§ WORK TASK
Output all entries below exactly as they are given.
╭─ EXERCISE INPUTS
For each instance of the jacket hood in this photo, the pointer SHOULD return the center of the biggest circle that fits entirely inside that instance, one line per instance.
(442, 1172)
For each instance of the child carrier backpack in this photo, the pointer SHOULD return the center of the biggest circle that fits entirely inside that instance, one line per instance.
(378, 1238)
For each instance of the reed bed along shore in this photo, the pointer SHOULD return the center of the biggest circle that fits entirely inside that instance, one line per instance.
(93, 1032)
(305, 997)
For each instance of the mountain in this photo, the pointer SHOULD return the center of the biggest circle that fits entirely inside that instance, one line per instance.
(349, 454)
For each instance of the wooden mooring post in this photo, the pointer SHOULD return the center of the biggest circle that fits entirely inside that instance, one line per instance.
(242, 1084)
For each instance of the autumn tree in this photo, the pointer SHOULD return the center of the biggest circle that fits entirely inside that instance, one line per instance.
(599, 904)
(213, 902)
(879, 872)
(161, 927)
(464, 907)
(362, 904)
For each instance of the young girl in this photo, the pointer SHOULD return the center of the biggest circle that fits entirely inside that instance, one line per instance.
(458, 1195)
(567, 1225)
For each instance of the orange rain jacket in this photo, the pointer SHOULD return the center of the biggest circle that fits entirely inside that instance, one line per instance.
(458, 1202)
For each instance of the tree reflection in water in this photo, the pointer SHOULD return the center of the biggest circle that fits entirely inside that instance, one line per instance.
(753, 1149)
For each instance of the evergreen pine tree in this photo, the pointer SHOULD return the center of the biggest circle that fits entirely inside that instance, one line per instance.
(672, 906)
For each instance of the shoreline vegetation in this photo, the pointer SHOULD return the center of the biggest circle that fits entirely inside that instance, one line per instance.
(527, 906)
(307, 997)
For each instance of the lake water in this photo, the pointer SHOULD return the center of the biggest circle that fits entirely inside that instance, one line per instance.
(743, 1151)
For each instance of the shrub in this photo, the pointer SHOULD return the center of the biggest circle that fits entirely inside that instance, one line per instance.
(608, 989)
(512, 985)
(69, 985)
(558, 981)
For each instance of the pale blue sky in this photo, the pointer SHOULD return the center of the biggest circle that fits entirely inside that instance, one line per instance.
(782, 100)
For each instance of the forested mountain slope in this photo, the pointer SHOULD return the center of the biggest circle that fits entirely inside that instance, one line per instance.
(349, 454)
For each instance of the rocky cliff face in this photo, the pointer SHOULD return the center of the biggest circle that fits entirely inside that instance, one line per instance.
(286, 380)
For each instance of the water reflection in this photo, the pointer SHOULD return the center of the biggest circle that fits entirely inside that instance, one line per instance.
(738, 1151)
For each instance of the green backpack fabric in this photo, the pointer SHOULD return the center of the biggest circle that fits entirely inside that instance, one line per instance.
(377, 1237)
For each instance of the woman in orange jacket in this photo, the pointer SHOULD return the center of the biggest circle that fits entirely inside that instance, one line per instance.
╰─
§ RESULT BELOW
For each instance of the jacket hood in this photo, the pointer SHOULD return the center of the biggest circle that fits entirely inside that instance, one line per instance.
(442, 1172)
For each instance of the child carrier backpack in this photo, the pointer SHOULD return the center of the biggest circle that fits entirely inside that instance, one line per instance.
(378, 1238)
For each instance of the reed bed along shore in this photo, the pointer SHOULD return the center of the biggest circle that fits entirely inside that instance, one line per instance.
(93, 1032)
(305, 997)
For each instance of the mountain in this photo, the pointer SHOULD return the center of the biggest circle that fits entirely inside that instance, one line per instance.
(349, 454)
For each instance of the wooden mooring post in this photo, the pointer SHOULD return the center of the biggest circle that fits entirely inside that instance, one line per instance.
(242, 1084)
For each instance of the autumn tree in this photo, the pointer SHOULD return the center of the biggest circle that fits entirely inside that instance, one line per instance.
(599, 904)
(213, 902)
(879, 872)
(161, 927)
(464, 907)
(362, 904)
For each instance of the young girl in this photo, the pointer SHOULD return the center of the biggest circle that fits entirely inside that instance, one line per instance.
(458, 1195)
(567, 1225)
For each instance of the orange rain jacket in this photo, the pointer SHOULD return the center of the biggest circle that fits entirely inside that instance, one line per instance.
(458, 1202)
For each instance of the tree reflection in water in this photo, the pointer SHOULD return the center of the biggest circle that fits entirely inside that instance, one line per instance.
(753, 1149)
For each instance of the evergreen pine tree in this photo, the pointer SHOULD return the center of the biggest circle that fits entirely inside that instance, one line per instance.
(672, 906)
For each instance of the shoreline vegetation in this photo, the pointer SHOULD return the center of the biggest circle that fits entirely inside that instance, one line per instance.
(527, 906)
(307, 997)
For each instance of the lake water in this photo, the pointer SHOULD return the center of the biggest circle that fits entirely inside that instance, one line per instance.
(743, 1151)
For each instance of the shrub in this photo, the pointer SHOULD return the center of the biggest circle that fits entirely inside that instance, one line per instance.
(608, 989)
(512, 985)
(69, 985)
(558, 981)
For each instance of the pale blue sky in this photo, the pointer SHOULD return the center of the biggest circle that fits entirely inside that instance, one line per instance.
(782, 100)
For each instance of the forested mountain slope in this photo, the pointer SHOULD return the center of the biggest circle that fits entirely inside that instance, one line per instance.
(349, 454)
For each instance of the rocky cliff face in this photo, the pointer SHOULD return the center of the biggest circle that fits entirely inside that instance, one line per instance.
(286, 380)
For each instance of the water reflection in this photo, the pointer SHOULD return the center of the biggest circle that fits entirely inside that instance, one line per instance.
(738, 1151)
For each instance of the green backpack fabric in this photo, the pointer SHOULD return the center of the biggest circle that fits entirely inside that instance, one line per instance.
(377, 1237)
For each instance of the woman in orange jacket in this photo, the pointer SHOULD return the center of the biggest circle that fits entirely inside that instance, one line per instance.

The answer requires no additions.